(Records from a dataset)
__________________________________________________

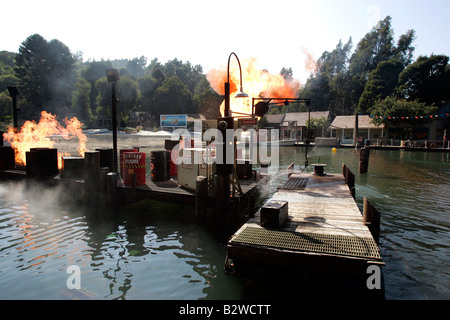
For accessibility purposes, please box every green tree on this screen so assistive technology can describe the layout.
[125,56,147,78]
[358,58,404,114]
[152,76,195,119]
[370,96,437,127]
[349,16,415,110]
[14,34,76,119]
[399,55,450,105]
[193,77,223,119]
[95,76,140,124]
[72,78,94,125]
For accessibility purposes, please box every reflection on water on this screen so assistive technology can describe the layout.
[0,147,450,299]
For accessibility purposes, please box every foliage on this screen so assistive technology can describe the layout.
[14,34,76,116]
[399,55,450,104]
[370,96,437,127]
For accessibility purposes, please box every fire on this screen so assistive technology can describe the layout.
[3,111,87,169]
[207,58,300,116]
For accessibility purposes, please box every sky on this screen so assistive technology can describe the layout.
[0,0,450,83]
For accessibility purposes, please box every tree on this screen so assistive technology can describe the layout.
[349,16,415,109]
[72,78,94,125]
[193,77,223,119]
[95,76,140,123]
[152,76,195,119]
[358,58,404,114]
[370,96,437,127]
[14,34,75,115]
[399,55,450,105]
[125,56,147,78]
[117,77,141,122]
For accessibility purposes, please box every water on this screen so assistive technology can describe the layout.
[0,143,450,300]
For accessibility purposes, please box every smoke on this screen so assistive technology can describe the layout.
[0,181,70,218]
[303,48,317,73]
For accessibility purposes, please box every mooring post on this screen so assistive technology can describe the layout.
[99,167,110,212]
[363,197,381,244]
[84,151,100,206]
[195,176,208,220]
[106,172,118,211]
[359,147,370,173]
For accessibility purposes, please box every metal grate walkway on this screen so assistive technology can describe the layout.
[279,177,309,190]
[231,227,381,261]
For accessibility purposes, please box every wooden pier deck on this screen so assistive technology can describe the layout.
[225,169,384,284]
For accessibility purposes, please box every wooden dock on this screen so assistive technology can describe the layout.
[225,166,384,294]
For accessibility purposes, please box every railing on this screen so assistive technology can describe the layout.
[364,139,450,149]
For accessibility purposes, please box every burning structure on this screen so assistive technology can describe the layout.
[3,111,87,169]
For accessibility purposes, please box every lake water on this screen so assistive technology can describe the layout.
[0,140,450,300]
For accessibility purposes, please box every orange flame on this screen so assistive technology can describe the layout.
[3,111,87,169]
[206,58,300,116]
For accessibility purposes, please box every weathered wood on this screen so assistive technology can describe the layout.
[359,147,370,173]
[227,169,383,282]
[195,176,208,220]
[84,151,100,209]
[363,197,381,244]
[261,200,288,228]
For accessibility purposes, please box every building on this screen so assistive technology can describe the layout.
[330,115,385,145]
[265,111,330,140]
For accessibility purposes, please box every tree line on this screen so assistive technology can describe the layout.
[300,16,450,123]
[0,16,450,130]
[0,34,223,127]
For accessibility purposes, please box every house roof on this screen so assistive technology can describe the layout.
[330,115,384,129]
[266,114,284,124]
[281,111,330,127]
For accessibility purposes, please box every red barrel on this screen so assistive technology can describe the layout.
[123,152,145,186]
[120,148,139,178]
[150,150,170,181]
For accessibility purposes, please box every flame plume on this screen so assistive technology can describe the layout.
[206,58,300,116]
[3,111,87,169]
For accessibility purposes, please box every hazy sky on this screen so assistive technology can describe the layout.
[0,0,450,82]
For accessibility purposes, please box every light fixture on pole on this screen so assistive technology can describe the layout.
[224,52,248,117]
[8,87,19,131]
[106,69,119,173]
[216,52,248,176]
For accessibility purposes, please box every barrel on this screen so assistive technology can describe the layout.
[0,146,16,170]
[95,147,114,172]
[25,148,59,178]
[165,140,180,177]
[150,150,170,181]
[123,152,145,186]
[119,148,139,178]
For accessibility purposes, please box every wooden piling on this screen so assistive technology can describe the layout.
[106,172,119,211]
[99,167,110,212]
[363,197,381,244]
[195,176,208,220]
[84,151,100,206]
[342,163,356,199]
[359,147,370,173]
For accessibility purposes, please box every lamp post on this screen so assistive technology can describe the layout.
[8,87,19,131]
[106,69,119,173]
[216,52,248,176]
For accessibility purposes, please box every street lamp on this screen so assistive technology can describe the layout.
[8,87,19,131]
[224,52,248,117]
[216,52,248,176]
[106,69,119,173]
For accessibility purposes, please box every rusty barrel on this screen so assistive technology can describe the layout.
[123,152,146,186]
[25,148,59,178]
[0,146,16,170]
[119,148,139,178]
[150,150,170,181]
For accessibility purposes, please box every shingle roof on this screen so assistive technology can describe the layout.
[330,115,384,129]
[282,111,330,127]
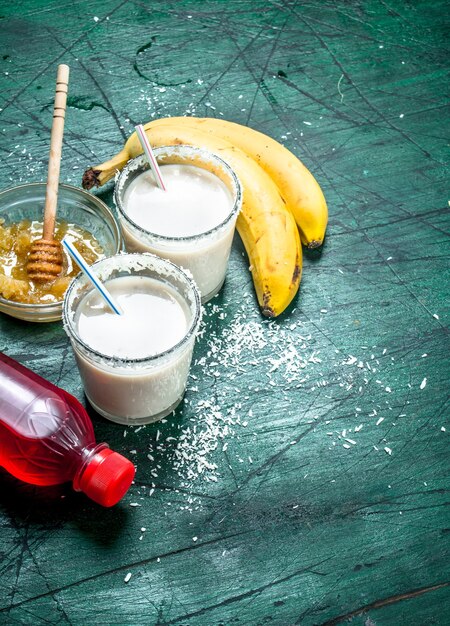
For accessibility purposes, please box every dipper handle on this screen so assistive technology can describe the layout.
[42,65,69,240]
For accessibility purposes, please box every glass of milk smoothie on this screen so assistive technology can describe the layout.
[114,145,242,303]
[63,253,201,424]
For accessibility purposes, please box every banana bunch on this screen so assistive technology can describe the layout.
[82,117,328,317]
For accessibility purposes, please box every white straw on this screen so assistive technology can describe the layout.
[135,124,166,191]
[61,239,123,315]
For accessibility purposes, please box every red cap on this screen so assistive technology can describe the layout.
[79,448,136,506]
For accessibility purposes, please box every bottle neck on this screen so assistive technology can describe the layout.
[72,443,109,491]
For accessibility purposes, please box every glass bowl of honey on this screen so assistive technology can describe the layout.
[0,183,122,322]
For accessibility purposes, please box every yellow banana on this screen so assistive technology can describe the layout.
[148,117,328,248]
[83,122,302,317]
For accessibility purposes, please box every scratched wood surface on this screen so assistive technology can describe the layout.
[0,0,450,626]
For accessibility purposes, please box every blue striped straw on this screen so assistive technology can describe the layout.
[135,124,166,191]
[61,239,123,315]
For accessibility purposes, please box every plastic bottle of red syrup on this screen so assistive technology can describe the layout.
[0,352,135,506]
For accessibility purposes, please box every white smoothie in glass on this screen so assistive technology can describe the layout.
[114,146,242,302]
[64,254,200,424]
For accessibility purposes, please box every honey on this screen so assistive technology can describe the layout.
[0,220,104,304]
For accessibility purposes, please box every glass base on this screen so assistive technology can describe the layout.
[201,276,225,304]
[86,392,184,426]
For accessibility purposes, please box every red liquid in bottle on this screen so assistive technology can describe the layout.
[0,352,135,506]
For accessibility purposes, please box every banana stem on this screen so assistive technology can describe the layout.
[81,149,130,189]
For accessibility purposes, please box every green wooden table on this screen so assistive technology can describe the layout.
[0,0,450,626]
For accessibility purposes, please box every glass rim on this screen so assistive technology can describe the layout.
[62,252,202,369]
[114,144,242,243]
[0,182,122,314]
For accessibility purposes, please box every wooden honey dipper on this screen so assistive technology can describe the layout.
[27,65,69,283]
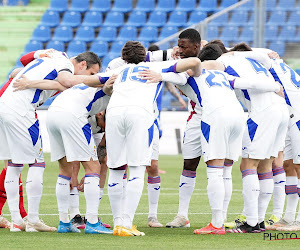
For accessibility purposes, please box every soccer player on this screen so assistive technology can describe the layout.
[0,52,99,232]
[212,47,288,233]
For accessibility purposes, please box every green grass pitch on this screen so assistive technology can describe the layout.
[0,154,300,249]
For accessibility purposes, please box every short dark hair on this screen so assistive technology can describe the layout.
[206,39,228,53]
[230,43,252,51]
[75,51,102,69]
[148,44,159,51]
[122,41,146,64]
[178,29,201,44]
[198,44,223,62]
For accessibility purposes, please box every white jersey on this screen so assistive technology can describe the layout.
[270,59,300,114]
[217,56,283,112]
[0,52,74,116]
[107,61,178,115]
[49,83,110,118]
[178,70,242,115]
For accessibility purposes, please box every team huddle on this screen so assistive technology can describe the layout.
[0,29,300,236]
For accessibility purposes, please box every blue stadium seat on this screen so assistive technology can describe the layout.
[103,11,124,27]
[90,41,108,57]
[117,26,137,42]
[158,26,178,40]
[91,0,111,12]
[112,0,132,13]
[96,26,117,42]
[265,25,278,42]
[31,25,51,43]
[41,10,59,28]
[198,0,217,12]
[239,0,255,10]
[238,26,254,43]
[277,25,296,42]
[52,26,73,43]
[69,0,90,12]
[135,0,155,12]
[187,10,207,26]
[210,12,228,26]
[155,0,176,12]
[266,0,277,11]
[220,26,239,42]
[219,0,239,9]
[147,11,167,27]
[175,0,196,12]
[82,11,102,28]
[167,11,187,27]
[269,41,285,56]
[109,41,125,57]
[67,40,86,58]
[46,40,65,51]
[24,40,43,54]
[138,26,157,42]
[287,10,300,26]
[206,25,219,41]
[126,10,147,27]
[267,10,286,25]
[230,10,248,26]
[74,25,95,43]
[277,0,296,10]
[48,0,68,12]
[60,11,81,28]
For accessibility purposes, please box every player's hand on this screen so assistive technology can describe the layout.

__________________________________________________

• Exercise instructions: Return the lines from the line containing "For accessibility purposes, please box every short" to the line containing "[178,70,242,115]", both included, and reproduce them exactly.

• Solution below:
For accessibility purposes, please box every short dark hair on this screen so assistive technology can describe the layout.
[206,39,228,53]
[230,43,252,51]
[75,51,102,69]
[148,44,159,51]
[122,41,146,64]
[178,29,201,44]
[198,44,223,62]
For accessibility purposes, please box every white jersey on this screen so assistive technology can describe the layout.
[270,59,300,114]
[217,56,283,112]
[0,52,74,116]
[107,61,178,115]
[49,83,110,118]
[178,70,242,115]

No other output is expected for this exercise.